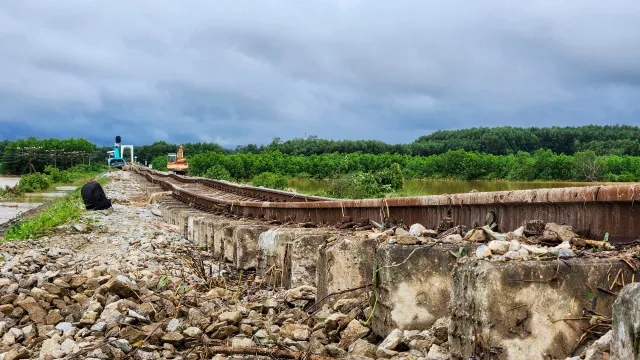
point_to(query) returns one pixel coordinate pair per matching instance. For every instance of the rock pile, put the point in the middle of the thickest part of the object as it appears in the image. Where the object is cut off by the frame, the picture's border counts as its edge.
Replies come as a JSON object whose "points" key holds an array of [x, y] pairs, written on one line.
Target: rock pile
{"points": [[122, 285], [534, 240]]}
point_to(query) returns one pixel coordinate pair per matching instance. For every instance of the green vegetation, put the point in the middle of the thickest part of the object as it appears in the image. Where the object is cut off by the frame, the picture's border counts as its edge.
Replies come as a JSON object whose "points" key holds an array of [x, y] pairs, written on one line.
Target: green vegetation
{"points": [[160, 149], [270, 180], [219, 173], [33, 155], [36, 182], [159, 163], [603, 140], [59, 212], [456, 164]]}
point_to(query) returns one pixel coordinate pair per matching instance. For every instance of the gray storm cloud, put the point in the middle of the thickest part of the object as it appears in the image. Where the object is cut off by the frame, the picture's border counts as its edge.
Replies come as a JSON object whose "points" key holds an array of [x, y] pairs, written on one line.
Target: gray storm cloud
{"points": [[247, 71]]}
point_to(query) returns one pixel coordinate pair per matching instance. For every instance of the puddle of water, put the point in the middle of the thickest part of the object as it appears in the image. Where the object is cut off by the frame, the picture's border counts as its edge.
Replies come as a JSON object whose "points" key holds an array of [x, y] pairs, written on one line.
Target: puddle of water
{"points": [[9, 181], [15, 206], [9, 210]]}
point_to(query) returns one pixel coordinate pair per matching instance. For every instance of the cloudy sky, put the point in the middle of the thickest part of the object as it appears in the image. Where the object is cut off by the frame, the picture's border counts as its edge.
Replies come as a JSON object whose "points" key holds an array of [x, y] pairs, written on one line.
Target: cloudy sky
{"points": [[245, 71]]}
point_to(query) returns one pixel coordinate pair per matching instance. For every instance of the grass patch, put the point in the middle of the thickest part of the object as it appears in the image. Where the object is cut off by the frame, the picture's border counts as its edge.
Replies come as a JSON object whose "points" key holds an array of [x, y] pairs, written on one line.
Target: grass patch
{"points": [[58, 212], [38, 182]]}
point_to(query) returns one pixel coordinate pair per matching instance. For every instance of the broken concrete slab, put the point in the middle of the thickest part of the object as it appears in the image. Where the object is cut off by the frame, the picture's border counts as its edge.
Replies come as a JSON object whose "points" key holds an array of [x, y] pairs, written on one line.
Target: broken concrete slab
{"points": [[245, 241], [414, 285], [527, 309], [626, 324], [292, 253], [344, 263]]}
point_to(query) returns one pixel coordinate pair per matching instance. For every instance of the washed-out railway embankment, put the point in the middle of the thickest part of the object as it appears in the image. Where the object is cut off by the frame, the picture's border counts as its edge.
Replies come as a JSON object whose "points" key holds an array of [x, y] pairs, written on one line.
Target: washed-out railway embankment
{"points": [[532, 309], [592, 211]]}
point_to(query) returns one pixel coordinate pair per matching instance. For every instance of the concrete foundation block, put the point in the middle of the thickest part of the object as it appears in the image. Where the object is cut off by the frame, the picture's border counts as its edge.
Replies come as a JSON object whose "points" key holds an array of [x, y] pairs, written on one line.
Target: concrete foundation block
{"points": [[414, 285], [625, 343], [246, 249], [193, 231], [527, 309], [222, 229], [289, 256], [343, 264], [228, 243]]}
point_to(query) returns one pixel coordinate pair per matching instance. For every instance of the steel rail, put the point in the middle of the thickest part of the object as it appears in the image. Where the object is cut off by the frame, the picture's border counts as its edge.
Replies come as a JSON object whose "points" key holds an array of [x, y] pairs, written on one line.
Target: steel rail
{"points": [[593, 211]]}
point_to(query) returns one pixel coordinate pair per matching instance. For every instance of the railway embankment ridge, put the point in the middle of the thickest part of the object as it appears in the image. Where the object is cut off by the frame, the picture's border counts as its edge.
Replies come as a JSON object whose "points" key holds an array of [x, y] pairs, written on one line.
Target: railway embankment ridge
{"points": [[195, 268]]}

_ _ _

__ASSIGNMENT__
Leaving the pictures out, reproduce the entries above exactly.

__RESULT OF THE TASK__
point_to(query) returns one pixel coordinate pair per matching instance. For every instance of the rock pile, put the point in the middle of the thickest part of the object as it appears in the image. Where the object is cut off by the frame, the picture's border counts as its edge.
Replies come as a JSON object whose "points" key holds an array of [x, y] pairs, written on one line.
Target: rock pile
{"points": [[122, 285], [534, 240]]}
point_to(query) returns one pixel coordinate pair per matching instance. For every instance of the green vegetation, put the point in the middle of the thickest part of the object as it appears in the image. Where the object is cut off by the frame, the picture's border counts as its edge.
Replies come as a JSON object whose "points" key holds an array of [x, y] pairs, written on one line.
Target: green vegetation
{"points": [[160, 149], [270, 180], [219, 173], [33, 155], [36, 182], [159, 163], [603, 140], [59, 212], [456, 164]]}
point_to(query) returns one pixel coordinate pair per matching instance. For every instance of the gray storm cloud, put the point in the middle of the thickest part of the object as it appears in the image. Where the object is cut off by the frame, the picture's border counts as its edge.
Replies come as a JSON object whose "points" key holds an array of [x, y] pairs, written on one line.
Target: gray storm cloud
{"points": [[247, 71]]}
point_to(query) returns one pixel coordinate pair per matching instance. For every instance of the puddle of water, put the point in the middle of the thickest part of the object as it appears in the image. Where the object is cut off by the frame, the picture's border counts as its edge.
Replies come as a JSON object whose "points" key holds an array of [x, y] pairs, written on one line.
Target: puddle of water
{"points": [[9, 181], [15, 206], [9, 210]]}
point_to(query) returns one pixel coordinate pair per matching instance. For every instance of the cloudy sky, put the point in the middle of the thickest part of the object as it appears in the image. Where the object is cut off by the frame, the picture's border counts as its edge.
Replies come as a JSON object whose "points" key holds an array of [x, y] pairs, written on one line.
Target: cloudy sky
{"points": [[245, 71]]}
point_to(query) returns one pixel coordinate pair per matching instance. For every instance of the grass patch, put the point in the middle of the thickest part of the object as it appears in the image. Where the object is cut off by the frame, the picture's border counts as its edge.
Replies come as a JSON object whose "points" key holds an array of [x, y] pairs, written on one line.
Target: grass patch
{"points": [[58, 212], [38, 182]]}
point_to(query) returns one pixel coordinate pair per matching instance. For every instance of the broken concrete slab, put the point in the middle of the thickest part of the object as it appears in the image. Where the object is cut off by the frame, the picture's border counts as its edge.
Replies come as a JSON object whose "points" key holds an array of [x, y] pairs, written on one line.
Target: broken concrete slab
{"points": [[245, 241], [414, 285], [527, 309], [626, 324], [292, 253], [344, 263]]}
point_to(query) returns one pixel coordinate pair per matching instance. For every instance of the washed-out railway embankment, put the point in the middle of the thickest part of the object as it appears in the image. Where the object is cut off by the frame, the picture's border counts as its edge.
Replies come as a JSON object whose "points" key holds an array of [x, y] pairs, written on one line.
Target: washed-out railway embankment
{"points": [[532, 309], [592, 211]]}
point_to(query) returns one pixel coordinate pair per matching instance. For every instance of the concrete foundation block, put the point in the middle of the thickest part of the object as it appears in the image. Where the object is cut off by the frame, the picture's border counts as its edge.
Replies come as a JSON object whose "points" key holds an array of [x, y] pairs, written on one line.
Target: concrete foundation block
{"points": [[414, 285], [625, 343], [246, 249], [193, 231], [527, 309], [222, 229], [289, 256], [343, 264], [228, 243]]}
point_to(query) returns one pixel coordinate pair per matching instance. For every instance of the steel rail, put the point in the middle of the thickest part of the object as it appears in the image. Where the object is cut off by the frame, the picture's border counts as its edge.
Replies come as a JSON object whose "points" key holds an array of [x, y] pairs, written on one line.
Target: steel rail
{"points": [[593, 211]]}
point_to(query) returns one pixel coordinate pair per matching instance. For every instance of the railway embankment ridge, put the point in the middle of the thickest part of the object as it appears in the image. Where the object is cut off by the frame, the picture's border counts as its edge.
Replies come as a JSON object whose "points" key holds an array of [x, y] pairs, written on one line.
Target: railway embankment ridge
{"points": [[195, 268]]}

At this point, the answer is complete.